═════ INPUT FOR THIS TASK

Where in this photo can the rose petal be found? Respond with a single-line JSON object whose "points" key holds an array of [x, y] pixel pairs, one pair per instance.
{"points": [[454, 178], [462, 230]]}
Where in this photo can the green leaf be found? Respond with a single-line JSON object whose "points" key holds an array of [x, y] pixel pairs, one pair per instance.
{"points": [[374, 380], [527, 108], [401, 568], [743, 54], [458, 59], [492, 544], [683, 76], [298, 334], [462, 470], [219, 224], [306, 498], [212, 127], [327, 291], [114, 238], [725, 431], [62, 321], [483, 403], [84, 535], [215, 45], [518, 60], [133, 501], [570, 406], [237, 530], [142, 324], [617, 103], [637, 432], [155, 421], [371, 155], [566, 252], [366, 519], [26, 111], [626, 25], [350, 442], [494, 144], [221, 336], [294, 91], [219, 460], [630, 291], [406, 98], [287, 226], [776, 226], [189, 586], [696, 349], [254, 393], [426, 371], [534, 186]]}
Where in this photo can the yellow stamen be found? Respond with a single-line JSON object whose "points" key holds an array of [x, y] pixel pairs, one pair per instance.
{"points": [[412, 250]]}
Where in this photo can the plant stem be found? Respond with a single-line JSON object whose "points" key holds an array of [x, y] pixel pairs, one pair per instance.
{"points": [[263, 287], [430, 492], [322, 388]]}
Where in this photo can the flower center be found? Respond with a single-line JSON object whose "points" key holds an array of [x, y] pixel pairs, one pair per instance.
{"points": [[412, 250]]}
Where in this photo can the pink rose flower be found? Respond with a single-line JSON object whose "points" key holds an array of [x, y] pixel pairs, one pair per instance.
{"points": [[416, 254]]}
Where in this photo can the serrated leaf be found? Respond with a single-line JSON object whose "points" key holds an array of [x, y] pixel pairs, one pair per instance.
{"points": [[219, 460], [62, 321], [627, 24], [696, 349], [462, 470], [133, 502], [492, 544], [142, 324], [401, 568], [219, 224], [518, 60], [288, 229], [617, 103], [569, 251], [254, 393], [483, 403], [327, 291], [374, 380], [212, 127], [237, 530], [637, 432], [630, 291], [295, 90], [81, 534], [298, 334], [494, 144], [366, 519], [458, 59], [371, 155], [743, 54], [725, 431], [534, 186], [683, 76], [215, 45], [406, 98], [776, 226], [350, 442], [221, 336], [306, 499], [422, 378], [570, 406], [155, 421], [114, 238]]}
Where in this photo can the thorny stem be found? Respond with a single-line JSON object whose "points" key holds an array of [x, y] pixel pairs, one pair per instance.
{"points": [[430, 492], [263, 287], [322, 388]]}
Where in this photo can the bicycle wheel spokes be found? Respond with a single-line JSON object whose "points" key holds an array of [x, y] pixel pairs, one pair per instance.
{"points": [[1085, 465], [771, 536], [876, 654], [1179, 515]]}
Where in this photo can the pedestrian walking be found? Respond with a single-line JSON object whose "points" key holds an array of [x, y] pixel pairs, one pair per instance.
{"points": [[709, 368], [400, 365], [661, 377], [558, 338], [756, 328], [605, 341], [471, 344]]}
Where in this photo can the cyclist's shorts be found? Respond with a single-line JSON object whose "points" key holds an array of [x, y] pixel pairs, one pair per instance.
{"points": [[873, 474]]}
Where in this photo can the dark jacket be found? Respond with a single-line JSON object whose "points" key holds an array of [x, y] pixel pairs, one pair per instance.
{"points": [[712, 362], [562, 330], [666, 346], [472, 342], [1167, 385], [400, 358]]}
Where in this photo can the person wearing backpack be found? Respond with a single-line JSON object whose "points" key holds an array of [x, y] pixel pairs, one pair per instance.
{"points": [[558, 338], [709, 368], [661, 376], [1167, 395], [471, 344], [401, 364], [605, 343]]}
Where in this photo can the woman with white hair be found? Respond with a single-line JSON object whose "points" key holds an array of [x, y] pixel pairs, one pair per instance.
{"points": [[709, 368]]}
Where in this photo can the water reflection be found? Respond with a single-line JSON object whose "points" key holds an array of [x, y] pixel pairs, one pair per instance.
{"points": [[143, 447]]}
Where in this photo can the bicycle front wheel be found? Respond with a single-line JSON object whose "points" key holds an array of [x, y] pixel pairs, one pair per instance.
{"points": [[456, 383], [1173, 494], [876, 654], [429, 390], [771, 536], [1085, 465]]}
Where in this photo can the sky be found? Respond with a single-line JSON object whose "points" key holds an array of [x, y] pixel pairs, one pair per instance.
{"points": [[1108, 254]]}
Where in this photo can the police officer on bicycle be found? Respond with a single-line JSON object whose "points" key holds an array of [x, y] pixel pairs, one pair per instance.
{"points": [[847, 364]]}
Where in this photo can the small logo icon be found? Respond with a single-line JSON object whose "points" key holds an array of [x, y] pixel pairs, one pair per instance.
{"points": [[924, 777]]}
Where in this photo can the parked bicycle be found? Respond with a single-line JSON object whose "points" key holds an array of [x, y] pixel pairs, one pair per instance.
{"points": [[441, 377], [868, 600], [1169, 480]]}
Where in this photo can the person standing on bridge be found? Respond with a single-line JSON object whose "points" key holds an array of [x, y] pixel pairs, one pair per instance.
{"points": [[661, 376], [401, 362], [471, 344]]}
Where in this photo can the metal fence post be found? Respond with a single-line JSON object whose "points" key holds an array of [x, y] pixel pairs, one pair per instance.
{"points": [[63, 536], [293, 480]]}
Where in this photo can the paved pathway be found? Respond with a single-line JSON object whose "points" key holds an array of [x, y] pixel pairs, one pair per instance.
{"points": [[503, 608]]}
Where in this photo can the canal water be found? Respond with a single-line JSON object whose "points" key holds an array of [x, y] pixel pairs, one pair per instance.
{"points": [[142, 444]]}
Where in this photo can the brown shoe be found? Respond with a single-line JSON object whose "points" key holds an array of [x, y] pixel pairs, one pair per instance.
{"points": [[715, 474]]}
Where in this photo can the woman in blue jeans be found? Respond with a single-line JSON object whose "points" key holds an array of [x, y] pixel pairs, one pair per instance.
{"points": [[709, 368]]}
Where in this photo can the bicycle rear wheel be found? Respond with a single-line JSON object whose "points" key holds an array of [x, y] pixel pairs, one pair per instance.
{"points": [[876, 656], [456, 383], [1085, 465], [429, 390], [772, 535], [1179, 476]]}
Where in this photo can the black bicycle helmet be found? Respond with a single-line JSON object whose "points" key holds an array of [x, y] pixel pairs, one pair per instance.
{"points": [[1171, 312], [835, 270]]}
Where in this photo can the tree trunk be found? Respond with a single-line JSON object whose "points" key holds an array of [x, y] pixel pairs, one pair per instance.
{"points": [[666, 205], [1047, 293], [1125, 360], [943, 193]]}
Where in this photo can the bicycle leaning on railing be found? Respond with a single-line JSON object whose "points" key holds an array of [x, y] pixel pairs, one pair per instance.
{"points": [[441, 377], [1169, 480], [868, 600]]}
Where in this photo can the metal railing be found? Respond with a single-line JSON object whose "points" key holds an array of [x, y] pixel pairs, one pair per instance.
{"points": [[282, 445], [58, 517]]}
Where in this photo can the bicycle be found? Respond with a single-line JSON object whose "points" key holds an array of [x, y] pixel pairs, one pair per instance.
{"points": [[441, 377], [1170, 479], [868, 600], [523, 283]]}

══════════

- WRITTEN TASK: Swap every "pixel pairs" in the items above for "coordinate pairs" and give all the lines again, with nothing else changed.

- THE ANSWER:
Where in this photo can the rose petal be found? Respond with a single-line JSON object whose "points" key holds an array of [x, y] coordinate pairs, one pair per instance.
{"points": [[454, 178], [462, 230]]}
Where in this photo can the green leaf be found? Respond with a single-line JSON object whose "points" key holds an array of [x, y] coordinate pairs, one pair per instance.
{"points": [[374, 380], [527, 108], [401, 568], [743, 54], [458, 59], [492, 544], [683, 76], [298, 334], [462, 470], [219, 224], [306, 498], [212, 127], [327, 291], [114, 238], [725, 431], [62, 321], [483, 403], [84, 535], [215, 45], [518, 60], [133, 501], [570, 406], [237, 530], [142, 324], [617, 103], [637, 432], [155, 421], [371, 155], [566, 252], [366, 519], [26, 111], [626, 25], [350, 442], [494, 144], [221, 336], [294, 91], [219, 460], [630, 291], [406, 98], [287, 226], [776, 226], [189, 586], [696, 349], [254, 393], [426, 371], [534, 186]]}
Where in this photo can the yellow stamen be found? Respond with a single-line JSON object whose "points" key holds an array of [x, y] coordinate pairs, one pair per instance.
{"points": [[412, 250]]}
Where in this photo can the plant stem be found? Respond with a single-line JSON object whose "points" key holds an array of [x, y] coordinate pairs, one pair per instance.
{"points": [[263, 287], [430, 492], [322, 388]]}
Where in this photo can the flower center be found? Respond with a single-line JSON object whose "points" key holds an array of [x, y] coordinate pairs, one pair per instance.
{"points": [[412, 250]]}
Where in this photo can the pink rose flower be found? Respond with a single-line JSON object whose "points" key holds an array of [x, y] coordinate pairs, one pair per instance.
{"points": [[416, 254]]}
Where in this photo can the serrated leaf be found? Respond with a single-line JSON object whose "points" key holds an array of [x, y] coordinate pairs, one pair per instance.
{"points": [[219, 460], [62, 321], [627, 24], [696, 349], [462, 470], [133, 502], [492, 544], [142, 324], [401, 568], [219, 224], [518, 60], [288, 229], [617, 103], [569, 251], [254, 393], [483, 403], [327, 291], [374, 380], [212, 127], [237, 530], [637, 432], [630, 291], [295, 90], [81, 534], [298, 334], [494, 144], [366, 519], [458, 59], [371, 155], [743, 54], [725, 431], [534, 186], [683, 76], [215, 45], [406, 98], [776, 226], [350, 442], [221, 336], [306, 499], [422, 378], [570, 406], [155, 421], [114, 238]]}
Where in this photo can the thorny stem be found? Respond with a single-line JSON object whose "points" key holds an array of [x, y] coordinate pairs, one pair per instance.
{"points": [[430, 492], [263, 287], [322, 388]]}
Where in this photo can the bicycle wheel spokes be found? Respond with a single-line JSON object whose "points" key holds an array of [x, y] coordinate pairs, one pair per instance.
{"points": [[1085, 465], [771, 536], [876, 654], [1179, 515]]}
Where in this photo can the pedestrian walking be found? Respond with a single-line JSON object whose "points" key holds an array of [x, y] coordinate pairs, one pair per instance.
{"points": [[709, 368], [400, 365], [661, 377], [558, 338], [756, 328], [605, 341], [471, 344]]}
Where in this photo can the cyclist's shorts be found? Respond with a single-line JSON object whose "points" key holds an array of [x, y] coordinate pairs, one pair per instance.
{"points": [[873, 474]]}
Where in this photo can the dark jacket be found? Respond with a single-line JSON object whose "points" key holds an array of [x, y] coordinate pairs, one pair per instance.
{"points": [[712, 362], [562, 330], [666, 346], [472, 342], [1167, 385], [400, 358]]}
Where in this photo can the person wearing backpack be found? Respond with a single-line JSON object whose "points" key holds an array of [x, y] coordinate pairs, one pair per instance.
{"points": [[558, 338], [709, 368], [661, 376], [1167, 395], [471, 344], [401, 364], [605, 343]]}
Where in this photo can the woman with white hair be found? Respond with a single-line JSON object whose "points" key holds an array of [x, y] coordinate pairs, one pair per instance.
{"points": [[709, 368]]}
Where in this photo can the water reflection be found? Respond with a single-line JSON object whose "points" key holds an array of [x, y] coordinate pairs, one pair per instance.
{"points": [[143, 447]]}
Where in this photo can the bicycle front wheel be found? Respond with a single-line JSON object whose "points" key holds an array of [x, y] coordinate pairs, one pair per instance.
{"points": [[456, 383], [1173, 494], [876, 654], [429, 390], [771, 536], [1085, 465]]}
Where in this photo can the sky be found? Respond with a single-line JSON object whose "points" key holds an array of [x, y] coordinate pairs, one pair per instance.
{"points": [[1108, 254]]}
Where in this photo can the police officer on bicycle be found? Respond with a single-line JSON object whose "points" key holds an array of [x, y] coordinate pairs, one pair per instance.
{"points": [[847, 364]]}
Where in this photo can the small logo icon be found? Respond with a single-line JSON object whose "points" key holds an array of [x, y] coordinate pairs, one pair per instance.
{"points": [[924, 777]]}
Where in this photo can the parked bicycle be found? Respond with a single-line JSON object whose "points" key holds an array of [x, y] coordinate pairs, one pair per instance.
{"points": [[441, 377], [868, 600], [1169, 480]]}
Where in this photo can the person standing on bridge be found? Respond with a single-line JSON object whose "points" key holds an array of [x, y] coordinate pairs, one pair per instance.
{"points": [[661, 376], [401, 362], [471, 344]]}
Where in this photo can the metal fence post be found? Respond with a single-line JSON object whose "points" key holds an array of [x, y] coordinate pairs, one pair per instance.
{"points": [[63, 536], [293, 480]]}
Where in this photo can the paved pathway be found? Respond with a single-line JSON object whose "points" key holds an array of [x, y] coordinate pairs, one pair per instance.
{"points": [[503, 608]]}
Where in this photo can the canal water be found? Respond with a single-line JSON object whose "points" key holds an array of [x, y] coordinate pairs, one pair per instance.
{"points": [[142, 444]]}
Where in this photo can the brown shoe be found? Respond with a single-line JSON object whose "points" key holds an array of [x, y] coordinate pairs, one pair per instance.
{"points": [[715, 474]]}
Where in this photo can the woman in blue jeans be found? Respond with a single-line JSON object whose "points" key holds an array of [x, y] coordinate pairs, one pair per instance.
{"points": [[709, 368]]}
Where in this photo can the bicycle rear wheel be found? Respond with a single-line JSON object whose "points" key holds an array of [x, y] coordinate pairs, one pair per instance.
{"points": [[876, 656], [456, 383], [1085, 465], [429, 390], [772, 535], [1179, 476]]}
Where in this photo can the black bicycle helmet be found? Respond with a single-line JSON object whose "points" key holds an array of [x, y] coordinate pairs, one pair per instance.
{"points": [[1171, 312], [835, 270]]}
Where in this photo can the tree trunk be found? Respond with a single-line JSON object whose "points" key holds an array of [x, y] coordinate pairs, one pair per instance.
{"points": [[666, 205], [1047, 293], [1125, 360], [943, 193]]}
Where in this photo can the bicycle leaning on railing be found? Respond with a single-line JSON object whose "points" key holds an array of [x, y] coordinate pairs, one pair per instance.
{"points": [[441, 377], [1169, 480], [868, 600]]}
Where in this photo can the metal railing be found? Respond with a single-line JSON object whose "points" key holds an array of [x, y] coordinate pairs, one pair per instance.
{"points": [[282, 445], [58, 517]]}
Where in this photo can the bicycle be found? Respond with a single-line JSON object whose "points" key holds an array of [x, y] coordinate pairs, one pair per instance.
{"points": [[441, 377], [1170, 479], [868, 600], [523, 283]]}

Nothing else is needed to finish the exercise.